## Records for the exercise
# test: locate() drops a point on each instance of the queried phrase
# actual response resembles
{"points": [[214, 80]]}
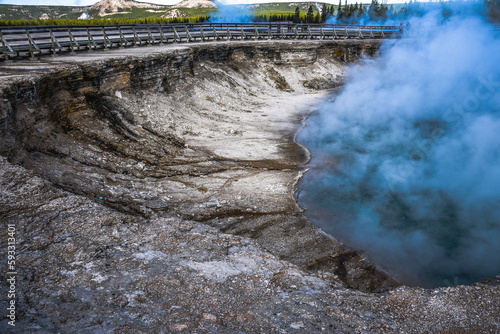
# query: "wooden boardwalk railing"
{"points": [[33, 41]]}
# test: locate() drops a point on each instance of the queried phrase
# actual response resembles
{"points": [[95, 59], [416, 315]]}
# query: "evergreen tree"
{"points": [[296, 17], [310, 15]]}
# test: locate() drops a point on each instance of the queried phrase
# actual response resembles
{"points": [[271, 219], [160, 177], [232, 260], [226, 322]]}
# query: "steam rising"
{"points": [[406, 159]]}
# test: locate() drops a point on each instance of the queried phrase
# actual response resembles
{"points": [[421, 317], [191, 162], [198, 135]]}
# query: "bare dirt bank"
{"points": [[155, 192]]}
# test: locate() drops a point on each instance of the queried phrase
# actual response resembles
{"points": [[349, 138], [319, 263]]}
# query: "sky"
{"points": [[161, 2]]}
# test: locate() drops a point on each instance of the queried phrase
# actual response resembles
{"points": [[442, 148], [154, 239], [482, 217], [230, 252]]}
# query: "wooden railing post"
{"points": [[91, 41], [31, 45], [54, 43]]}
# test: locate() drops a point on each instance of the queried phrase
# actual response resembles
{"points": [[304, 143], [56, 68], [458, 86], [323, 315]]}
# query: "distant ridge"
{"points": [[111, 7], [196, 4]]}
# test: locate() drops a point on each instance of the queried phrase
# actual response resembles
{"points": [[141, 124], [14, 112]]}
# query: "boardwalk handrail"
{"points": [[35, 41]]}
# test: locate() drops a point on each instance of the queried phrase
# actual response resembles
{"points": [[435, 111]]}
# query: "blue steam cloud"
{"points": [[406, 159]]}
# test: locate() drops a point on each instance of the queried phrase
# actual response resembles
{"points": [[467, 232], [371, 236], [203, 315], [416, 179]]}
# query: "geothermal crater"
{"points": [[153, 190]]}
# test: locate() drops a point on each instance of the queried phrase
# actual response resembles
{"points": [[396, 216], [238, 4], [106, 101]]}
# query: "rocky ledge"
{"points": [[152, 190]]}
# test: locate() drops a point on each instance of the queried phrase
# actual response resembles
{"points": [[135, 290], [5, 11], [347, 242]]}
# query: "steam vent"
{"points": [[153, 190]]}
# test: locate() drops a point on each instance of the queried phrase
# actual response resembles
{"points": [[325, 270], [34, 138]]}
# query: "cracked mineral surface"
{"points": [[152, 190]]}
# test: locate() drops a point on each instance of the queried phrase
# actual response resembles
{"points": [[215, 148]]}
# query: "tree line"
{"points": [[100, 22], [345, 14]]}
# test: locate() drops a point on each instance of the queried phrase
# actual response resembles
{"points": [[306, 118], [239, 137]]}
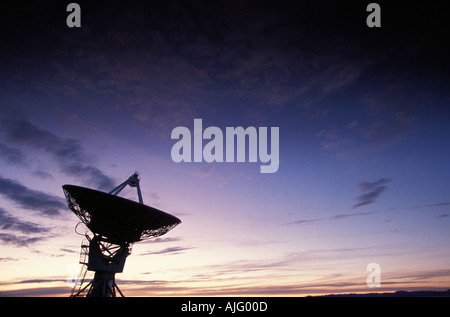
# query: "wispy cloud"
{"points": [[371, 191], [9, 222], [68, 153], [169, 250], [366, 213], [20, 241], [28, 198]]}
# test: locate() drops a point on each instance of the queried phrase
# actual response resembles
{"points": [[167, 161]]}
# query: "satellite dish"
{"points": [[116, 223]]}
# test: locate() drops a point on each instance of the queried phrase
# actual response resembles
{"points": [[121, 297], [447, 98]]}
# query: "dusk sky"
{"points": [[364, 149]]}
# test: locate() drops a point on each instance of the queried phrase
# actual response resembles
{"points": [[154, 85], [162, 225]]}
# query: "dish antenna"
{"points": [[116, 223]]}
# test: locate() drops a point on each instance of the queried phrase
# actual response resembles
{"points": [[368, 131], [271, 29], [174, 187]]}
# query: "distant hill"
{"points": [[397, 294]]}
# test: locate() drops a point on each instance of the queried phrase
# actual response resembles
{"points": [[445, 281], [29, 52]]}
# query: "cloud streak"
{"points": [[19, 241], [371, 192], [68, 153], [366, 213], [28, 198], [8, 222]]}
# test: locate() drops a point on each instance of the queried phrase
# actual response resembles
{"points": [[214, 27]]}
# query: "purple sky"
{"points": [[364, 143]]}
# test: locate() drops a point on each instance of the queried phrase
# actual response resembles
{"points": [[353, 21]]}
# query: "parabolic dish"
{"points": [[117, 219]]}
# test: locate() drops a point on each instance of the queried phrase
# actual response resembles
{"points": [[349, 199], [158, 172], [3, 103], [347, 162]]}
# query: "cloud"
{"points": [[25, 197], [170, 250], [372, 132], [367, 213], [12, 155], [8, 222], [68, 153], [372, 191]]}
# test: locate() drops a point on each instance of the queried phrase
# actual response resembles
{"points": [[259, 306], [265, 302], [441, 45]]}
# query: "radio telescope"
{"points": [[116, 223]]}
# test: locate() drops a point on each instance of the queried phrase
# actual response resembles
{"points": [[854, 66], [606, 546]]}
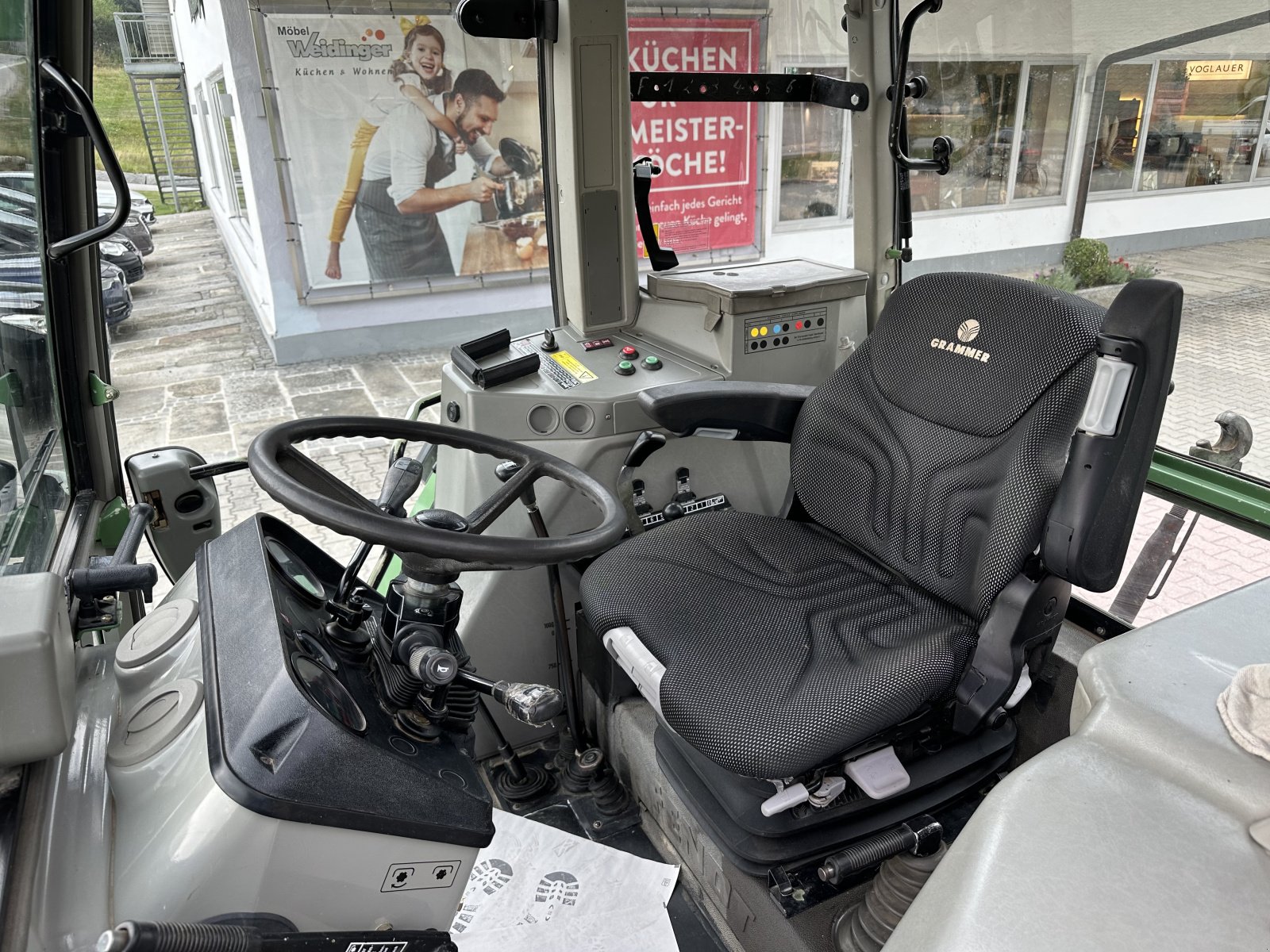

## Your objective
Which lines in the records above contain the string "steam"? Report each of them in full.

## Exercise result
# query: "steam rising"
# query: "blue steam cloud"
# query: "steam vent"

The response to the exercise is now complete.